## [EXERCISE INSTRUCTIONS]
Could you change every "arched" to "curved" in the entries, beginning at the line that has "Detect woman with long" and stopping after the line with "0;0;640;398", and give that stretch back otherwise unchanged, without the pictures?

## [EXTRACTED RECORDS]

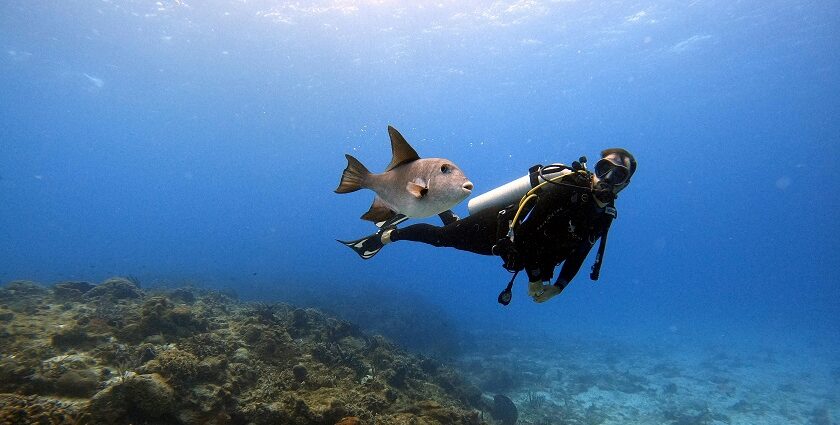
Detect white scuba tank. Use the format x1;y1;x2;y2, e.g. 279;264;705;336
467;164;572;215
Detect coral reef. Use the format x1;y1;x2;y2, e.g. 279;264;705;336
0;278;492;425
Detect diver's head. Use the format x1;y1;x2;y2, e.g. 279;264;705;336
592;148;636;203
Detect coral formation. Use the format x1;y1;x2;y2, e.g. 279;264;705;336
0;278;488;425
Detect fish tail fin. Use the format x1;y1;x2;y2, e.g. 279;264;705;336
335;155;370;193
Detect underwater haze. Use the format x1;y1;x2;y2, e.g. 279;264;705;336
0;0;840;424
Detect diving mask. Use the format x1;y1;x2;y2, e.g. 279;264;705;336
595;158;630;186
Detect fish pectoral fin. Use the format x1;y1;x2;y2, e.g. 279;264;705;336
385;125;420;171
361;196;397;223
405;179;429;199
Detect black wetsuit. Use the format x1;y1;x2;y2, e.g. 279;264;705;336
390;174;613;282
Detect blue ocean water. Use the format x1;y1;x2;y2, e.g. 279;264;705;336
0;0;840;418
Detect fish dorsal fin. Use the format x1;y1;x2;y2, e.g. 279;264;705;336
405;177;429;199
361;196;397;223
385;125;420;171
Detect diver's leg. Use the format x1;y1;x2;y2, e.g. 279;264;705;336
388;207;498;255
438;210;458;226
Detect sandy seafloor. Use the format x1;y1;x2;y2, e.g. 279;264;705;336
461;335;840;425
0;278;840;425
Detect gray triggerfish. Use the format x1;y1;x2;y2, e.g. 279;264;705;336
335;126;480;222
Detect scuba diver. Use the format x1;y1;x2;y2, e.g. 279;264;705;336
339;148;636;305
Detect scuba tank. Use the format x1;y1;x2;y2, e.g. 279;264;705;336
467;161;577;214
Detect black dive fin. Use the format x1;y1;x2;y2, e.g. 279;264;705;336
336;232;385;260
376;214;408;229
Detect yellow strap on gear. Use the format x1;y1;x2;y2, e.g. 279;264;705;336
508;171;586;235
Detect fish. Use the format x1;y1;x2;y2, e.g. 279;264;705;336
335;125;480;223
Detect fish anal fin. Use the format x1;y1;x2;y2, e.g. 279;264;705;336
361;196;397;223
385;125;420;171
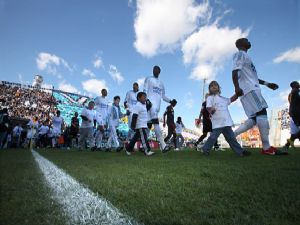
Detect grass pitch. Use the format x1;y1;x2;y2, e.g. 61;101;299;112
0;149;300;225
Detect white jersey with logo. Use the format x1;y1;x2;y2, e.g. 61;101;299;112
144;76;171;112
175;122;184;134
52;116;64;130
206;95;233;129
95;96;109;123
81;108;97;128
232;50;260;95
125;90;138;111
132;102;148;129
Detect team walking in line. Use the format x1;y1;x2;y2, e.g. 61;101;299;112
3;38;300;156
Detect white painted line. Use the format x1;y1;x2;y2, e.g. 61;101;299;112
31;150;139;225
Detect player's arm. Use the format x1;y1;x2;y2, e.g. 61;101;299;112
258;79;279;90
230;94;239;102
232;70;244;96
161;85;171;103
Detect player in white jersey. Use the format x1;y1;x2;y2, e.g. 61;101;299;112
232;38;284;155
144;66;175;152
126;92;154;156
52;110;64;148
95;89;109;149
124;82;139;140
107;96;125;152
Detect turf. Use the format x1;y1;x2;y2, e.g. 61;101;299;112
0;149;67;225
32;149;300;225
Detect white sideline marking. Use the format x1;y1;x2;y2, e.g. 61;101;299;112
31;150;142;225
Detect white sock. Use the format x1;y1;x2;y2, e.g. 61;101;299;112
154;124;166;150
234;119;255;136
256;115;270;150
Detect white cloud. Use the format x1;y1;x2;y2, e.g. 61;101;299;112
184;92;195;109
82;69;96;78
36;52;72;75
81;79;108;95
58;80;78;93
182;23;249;80
93;56;103;69
136;77;145;91
134;0;212;57
108;65;124;84
273;47;300;63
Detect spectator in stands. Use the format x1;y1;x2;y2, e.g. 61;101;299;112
13;123;23;148
0;108;10;149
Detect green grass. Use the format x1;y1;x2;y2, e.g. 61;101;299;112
0;149;67;225
1;149;300;225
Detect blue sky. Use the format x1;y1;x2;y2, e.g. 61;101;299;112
0;0;300;128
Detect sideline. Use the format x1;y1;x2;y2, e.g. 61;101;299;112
31;150;139;225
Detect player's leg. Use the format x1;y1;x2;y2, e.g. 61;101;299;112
202;128;222;155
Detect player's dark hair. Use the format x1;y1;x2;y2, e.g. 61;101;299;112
114;95;120;101
136;91;147;100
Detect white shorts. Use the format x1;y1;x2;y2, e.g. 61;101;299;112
290;118;300;134
240;89;268;118
148;106;159;121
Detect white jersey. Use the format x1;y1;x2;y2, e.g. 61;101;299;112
232;50;260;95
81;108;97;128
132;102;148;129
39;125;49;135
206;95;233;129
125;90;138;111
95;96;109;121
52;116;64;130
144;76;171;112
175;122;184;134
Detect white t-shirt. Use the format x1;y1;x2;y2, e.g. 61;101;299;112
175;122;184;134
132;102;148;129
125;90;138;111
206;95;233;129
95;96;109;120
232;51;260;95
144;76;170;112
39;125;49;135
52;116;64;130
81;108;97;128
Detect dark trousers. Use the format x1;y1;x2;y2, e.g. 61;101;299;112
127;128;151;151
164;124;177;148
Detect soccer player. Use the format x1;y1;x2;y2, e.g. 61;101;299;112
175;116;185;151
194;93;219;150
95;89;109;148
52;110;64;148
232;38;278;155
79;101;97;151
163;100;179;151
284;81;300;150
202;81;250;156
126;92;154;156
144;66;175;152
107;96;125;152
124;82;139;140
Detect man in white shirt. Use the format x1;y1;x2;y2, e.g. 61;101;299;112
124;82;139;140
232;38;278;155
95;89;109;148
78;101;97;150
52;110;64;148
144;66;175;152
126;92;154;156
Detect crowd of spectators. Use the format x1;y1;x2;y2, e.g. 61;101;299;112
0;84;57;122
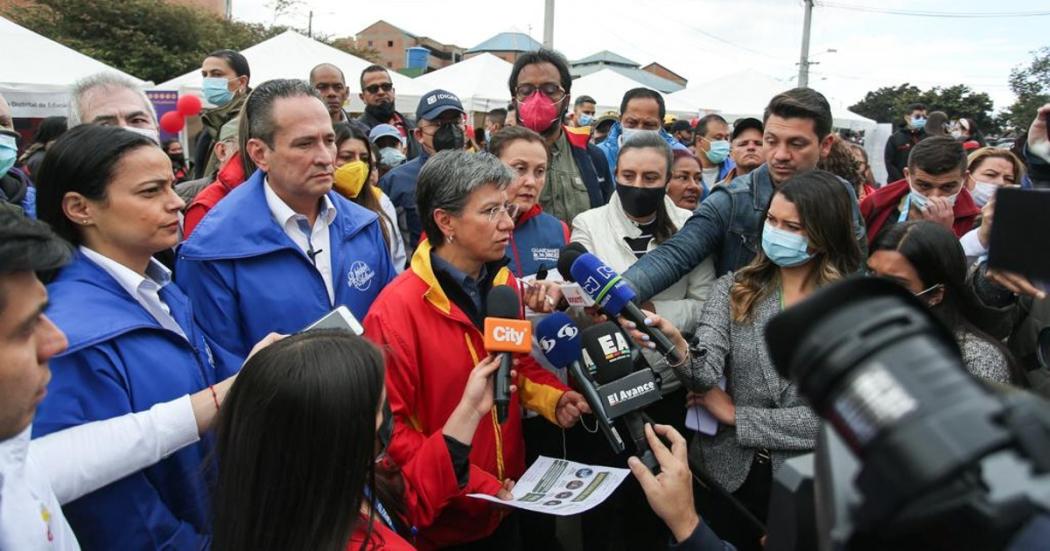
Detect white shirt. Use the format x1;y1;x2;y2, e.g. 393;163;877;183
263;179;336;304
80;246;189;340
0;396;200;551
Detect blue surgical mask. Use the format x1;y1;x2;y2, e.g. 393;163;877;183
0;134;18;178
704;140;732;165
201;77;233;107
762;222;813;268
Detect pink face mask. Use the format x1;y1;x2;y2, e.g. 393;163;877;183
518;90;558;134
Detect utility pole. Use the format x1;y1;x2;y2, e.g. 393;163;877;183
543;0;554;49
798;0;813;88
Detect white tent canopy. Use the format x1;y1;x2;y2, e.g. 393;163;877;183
572;69;699;116
156;30;420;113
415;54;513;112
670;69;876;131
0;17;150;118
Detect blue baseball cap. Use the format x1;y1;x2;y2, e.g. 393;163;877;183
369;124;404;145
416;89;464;121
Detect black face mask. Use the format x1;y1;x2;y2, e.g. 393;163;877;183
616;182;667;218
364;102;394;123
434;124;464;153
376;400;394;458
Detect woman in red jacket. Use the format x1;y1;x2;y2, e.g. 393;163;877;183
212;330;510;551
364;150;588;551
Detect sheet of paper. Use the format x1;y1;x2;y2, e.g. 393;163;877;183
467;455;631;516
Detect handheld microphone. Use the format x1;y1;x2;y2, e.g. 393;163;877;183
536;312;627;453
559;253;681;364
583;321;663;472
485;285;532;423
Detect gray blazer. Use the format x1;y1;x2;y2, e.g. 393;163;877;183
663;273;820;491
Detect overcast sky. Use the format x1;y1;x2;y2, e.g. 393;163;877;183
233;0;1050;109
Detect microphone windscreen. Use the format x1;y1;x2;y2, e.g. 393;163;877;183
558;241;587;283
485;285;522;319
536;312;583;368
570;253;636;316
583;321;634;384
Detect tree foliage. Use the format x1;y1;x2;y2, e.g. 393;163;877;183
7;0;286;83
1003;47;1050;129
849;83;999;133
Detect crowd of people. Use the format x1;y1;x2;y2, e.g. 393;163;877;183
0;43;1050;550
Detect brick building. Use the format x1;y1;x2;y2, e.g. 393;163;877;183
354;20;464;76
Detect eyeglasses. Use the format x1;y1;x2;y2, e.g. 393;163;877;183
481;203;519;221
515;82;565;102
364;82;394;93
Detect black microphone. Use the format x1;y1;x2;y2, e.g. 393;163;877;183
583;321;663;472
536;312;627;453
485;285;532;423
558;242;681;364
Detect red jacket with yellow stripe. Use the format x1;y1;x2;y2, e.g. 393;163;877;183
364;239;566;549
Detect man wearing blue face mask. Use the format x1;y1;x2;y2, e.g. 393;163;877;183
0;96;37;218
885;103;926;182
860;135;981;243
693;113;733;189
193;49;252;178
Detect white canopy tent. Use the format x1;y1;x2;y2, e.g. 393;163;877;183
572;69;699;116
670;69;876;132
155;30;421;113
0;17;151;119
415;54;513;112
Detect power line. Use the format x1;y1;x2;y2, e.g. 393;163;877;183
817;0;1050;19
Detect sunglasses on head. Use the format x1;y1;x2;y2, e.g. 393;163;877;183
364;82;394;93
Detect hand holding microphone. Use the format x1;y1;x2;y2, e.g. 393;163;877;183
485;285;532;423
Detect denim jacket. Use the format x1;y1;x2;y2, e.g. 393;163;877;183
624;165;867;301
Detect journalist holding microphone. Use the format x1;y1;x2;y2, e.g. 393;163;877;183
364;147;589;550
627;170;863;549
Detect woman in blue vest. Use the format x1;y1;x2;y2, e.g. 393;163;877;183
33;125;240;549
488;126;569;280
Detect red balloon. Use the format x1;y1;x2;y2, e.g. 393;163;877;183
161;111;186;134
175;94;201;116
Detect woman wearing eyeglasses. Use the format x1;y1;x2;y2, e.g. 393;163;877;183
364;151;588;550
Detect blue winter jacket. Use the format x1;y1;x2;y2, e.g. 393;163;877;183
33;252;240;550
597;122;692;177
175;170;397;356
623;165;867;301
379;151;429;253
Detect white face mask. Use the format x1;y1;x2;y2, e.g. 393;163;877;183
970;182;999;207
124;126;161;145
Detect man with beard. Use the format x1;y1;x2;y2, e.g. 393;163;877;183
509;49;613;224
357;65;421;161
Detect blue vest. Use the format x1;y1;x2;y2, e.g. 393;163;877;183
33;253;240;549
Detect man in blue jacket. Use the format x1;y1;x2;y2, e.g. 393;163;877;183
176;80;396;357
508;49;613;224
624;88;867;301
597;88;689;175
379;89;466;258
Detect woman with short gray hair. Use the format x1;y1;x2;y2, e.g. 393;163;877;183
364;150;588;549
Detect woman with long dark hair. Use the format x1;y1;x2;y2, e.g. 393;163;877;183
867;220;1025;385
332;123;407;273
628;170;863;550
212;330;509;551
34;125;240;549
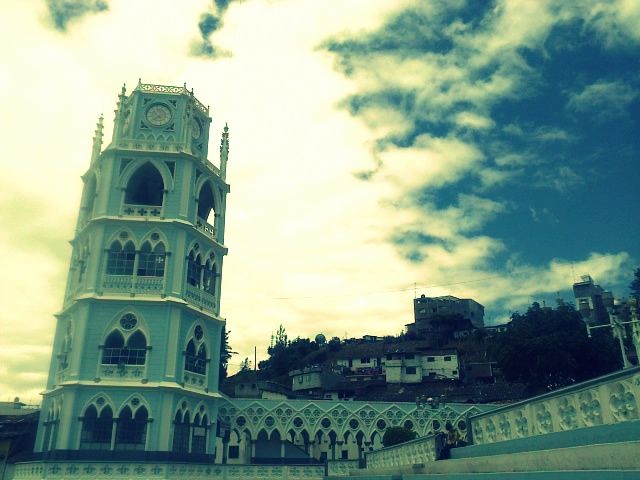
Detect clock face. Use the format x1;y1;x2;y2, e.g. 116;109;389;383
147;103;171;127
191;118;202;140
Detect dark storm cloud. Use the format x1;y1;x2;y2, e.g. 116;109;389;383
321;0;640;274
46;0;109;32
191;0;240;58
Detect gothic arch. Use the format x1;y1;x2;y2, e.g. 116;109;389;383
102;306;151;346
195;178;220;225
118;158;174;194
138;228;171;248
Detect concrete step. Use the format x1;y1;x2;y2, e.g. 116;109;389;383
325;470;640;480
344;441;640;480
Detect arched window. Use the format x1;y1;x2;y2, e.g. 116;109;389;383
138;242;166;277
184;340;207;375
107;240;136;275
80;405;113;450
191;413;209;453
102;330;124;365
187;251;202;287
198;182;215;225
202;260;216;295
102;330;147;365
115;406;149;450
124;163;164;206
172;412;191;452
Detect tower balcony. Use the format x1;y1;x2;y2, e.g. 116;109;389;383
120;203;162;218
196;217;217;241
184;284;216;311
102;274;164;295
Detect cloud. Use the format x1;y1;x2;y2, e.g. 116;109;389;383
191;0;241;59
567;81;638;121
46;0;109;32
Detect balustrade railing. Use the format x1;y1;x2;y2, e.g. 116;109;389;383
196;217;216;240
13;461;324;480
184;284;216;310
120;203;162;218
366;435;443;469
102;275;133;292
98;365;144;380
102;274;164;295
327;460;360;477
183;371;207;390
470;367;640;445
135;277;164;295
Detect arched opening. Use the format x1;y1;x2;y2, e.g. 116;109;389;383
202;260;216;295
191;413;208;453
184;340;207;375
124;163;164;206
115;406;149;450
81;174;97;223
172;412;191;453
138;242;166;277
107;240;136;275
187;251;202;287
102;330;124;365
198;182;215;225
80;405;113;450
123;330;147;365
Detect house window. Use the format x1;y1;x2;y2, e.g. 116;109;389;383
191;413;209;453
184;339;207;375
102;328;147;365
172;412;191;452
138;242;165;277
107;240;136;275
80;405;113;450
115;406;149;450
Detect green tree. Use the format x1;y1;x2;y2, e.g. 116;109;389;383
382;427;417;447
629;268;640;302
490;303;620;393
219;327;238;381
240;357;251;372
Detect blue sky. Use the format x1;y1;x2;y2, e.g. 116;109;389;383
0;0;640;398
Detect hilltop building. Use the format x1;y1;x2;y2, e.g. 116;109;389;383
406;295;484;347
573;275;613;325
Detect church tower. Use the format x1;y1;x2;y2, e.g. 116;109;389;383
35;83;229;460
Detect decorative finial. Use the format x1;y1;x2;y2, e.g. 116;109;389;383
91;114;104;163
220;122;229;180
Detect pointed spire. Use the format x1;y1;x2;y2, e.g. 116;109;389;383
91;114;104;163
220;123;229;180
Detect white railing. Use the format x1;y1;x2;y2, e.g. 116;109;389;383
327;460;360;477
184;284;216;311
470;367;640;445
120;203;162;218
366;435;442;469
135;277;164;295
98;365;144;381
196;217;216;240
183;372;207;390
13;461;324;480
102;274;133;292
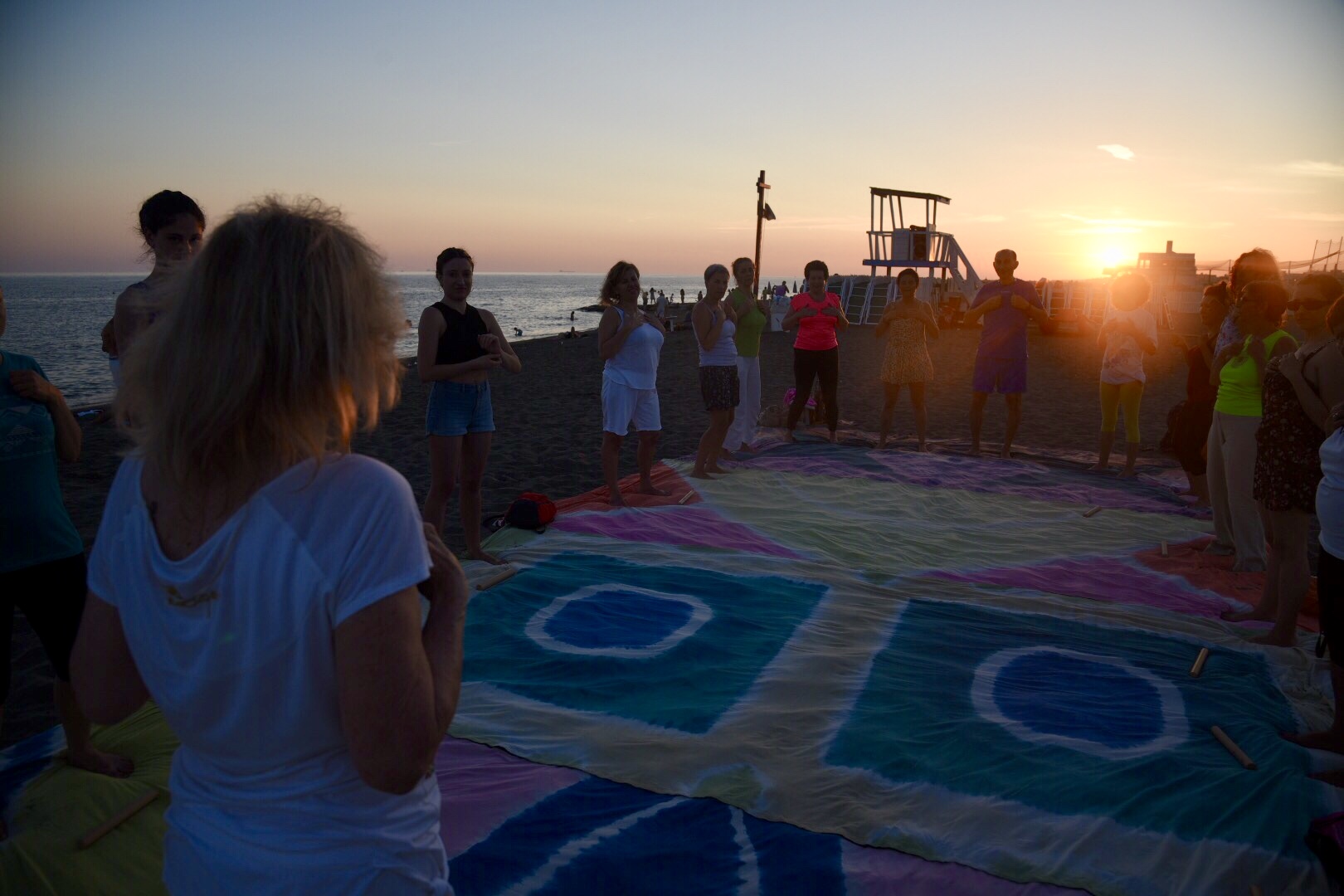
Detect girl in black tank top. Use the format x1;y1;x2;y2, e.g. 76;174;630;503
433;302;489;364
416;249;523;562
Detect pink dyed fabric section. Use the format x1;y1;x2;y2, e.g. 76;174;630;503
551;505;804;560
928;558;1231;618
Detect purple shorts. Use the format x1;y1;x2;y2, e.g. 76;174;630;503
971;356;1027;395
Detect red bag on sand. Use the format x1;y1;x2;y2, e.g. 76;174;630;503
504;492;555;529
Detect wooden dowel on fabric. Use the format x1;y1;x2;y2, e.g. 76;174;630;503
475;566;518;591
1210;725;1257;771
1190;647;1208;679
75;788;158;849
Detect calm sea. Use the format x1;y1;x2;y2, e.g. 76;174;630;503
0;274;704;406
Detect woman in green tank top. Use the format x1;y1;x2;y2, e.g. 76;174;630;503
1205;280;1297;572
723;258;770;457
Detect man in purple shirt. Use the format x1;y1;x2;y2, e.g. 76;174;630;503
965;249;1047;457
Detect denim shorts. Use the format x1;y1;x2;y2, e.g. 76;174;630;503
425;380;494;436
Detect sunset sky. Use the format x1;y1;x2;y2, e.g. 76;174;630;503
0;0;1344;280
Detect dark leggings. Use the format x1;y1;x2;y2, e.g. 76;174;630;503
787;347;840;432
1316;547;1344;666
0;553;87;705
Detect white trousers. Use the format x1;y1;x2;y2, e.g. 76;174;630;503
1208;411;1264;568
723;354;761;451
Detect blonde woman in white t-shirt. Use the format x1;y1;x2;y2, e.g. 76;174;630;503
1091;274;1157;477
71;200;466;896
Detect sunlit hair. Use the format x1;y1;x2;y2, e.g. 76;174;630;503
434;246;475;280
597;262;640;305
1297;274;1344;309
1227;249;1283;295
733;256;755;286
1239;280;1288;325
1205;280;1233;308
1110;274;1151;312
114;197;406;499
1325;298;1344;338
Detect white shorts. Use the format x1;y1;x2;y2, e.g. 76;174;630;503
602;376;663;436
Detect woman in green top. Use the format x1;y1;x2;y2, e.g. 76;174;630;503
723;258;770;457
1205;280;1297;572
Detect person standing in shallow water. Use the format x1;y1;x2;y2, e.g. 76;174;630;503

## [CORRECT ANSWER]
Detect woman with long dark hair. Use the format x1;y1;x2;y2, e.g. 393;163;877;183
867;220;1025;385
332;123;407;273
628;170;863;550
212;330;509;551
34;125;240;549
Detect clock face. Use the format x1;y1;x2;y2, e.g. 116;109;389;383
147;103;171;127
191;118;202;140
Detect dark storm cloud. Use the format x1;y1;x2;y2, e.g. 116;109;389;383
321;0;640;274
46;0;109;32
191;0;240;58
Detect gothic arch. Use the format x1;y1;x2;y2, e.g. 116;109;389;383
102;306;151;346
195;178;220;225
118;158;174;194
138;228;171;248
Detect concrete step. Use the format x1;y1;x2;y2, e.g. 116;109;389;383
325;470;640;480
344;441;640;480
Detect curved window. Use the format x1;y1;x2;y2, e.g. 116;109;389;383
138;242;166;277
184;340;207;375
107;240;136;275
80;405;113;450
191;413;209;453
102;330;124;365
187;251;202;287
198;182;215;225
202;260;216;295
102;330;147;365
115;406;149;450
124;163;164;206
172;412;191;452
Detect tower balcony. Use the format x1;y1;x2;y2, e.g. 116;109;389;383
120;203;162;218
196;217;217;241
184;284;216;311
102;274;164;295
Detect cloud. Use the format x1;y1;x2;y2, e.g. 116;109;389;383
191;0;241;59
567;81;638;121
46;0;109;32
Detect balustrade railing. Use the format x1;y1;x2;y2, e.g. 116;109;389;383
196;217;216;240
13;461;324;480
184;284;216;310
120;203;162;218
366;435;443;469
102;275;133;292
98;365;144;380
102;274;164;295
327;460;360;477
183;371;207;390
470;367;640;445
135;277;164;295
Detect curved opening. Use the format x1;y1;x2;y2, e.g. 116;109;389;383
202;260;216;295
191;413;208;453
184;340;207;375
124;163;164;206
115;406;149;450
81;174;97;223
172;412;191;453
138;242;166;277
107;240;136;275
187;251;202;287
102;330;124;365
198;182;215;225
80;405;113;450
123;330;147;365
Detect house window. Use the format x1;y1;x2;y2, e.g. 116;109;389;383
191;413;209;453
184;339;207;375
102;328;147;365
172;412;191;452
138;242;165;277
107;240;136;275
80;405;113;450
115;406;149;450
Detect green tree. Use the format x1;y1;x2;y2, e.g. 116;109;389;383
382;427;417;447
629;268;640;302
490;303;620;393
219;327;238;381
240;357;251;372
Detect blue sky. Use the format x1;y1;x2;y2, e.g. 116;109;389;383
0;0;640;398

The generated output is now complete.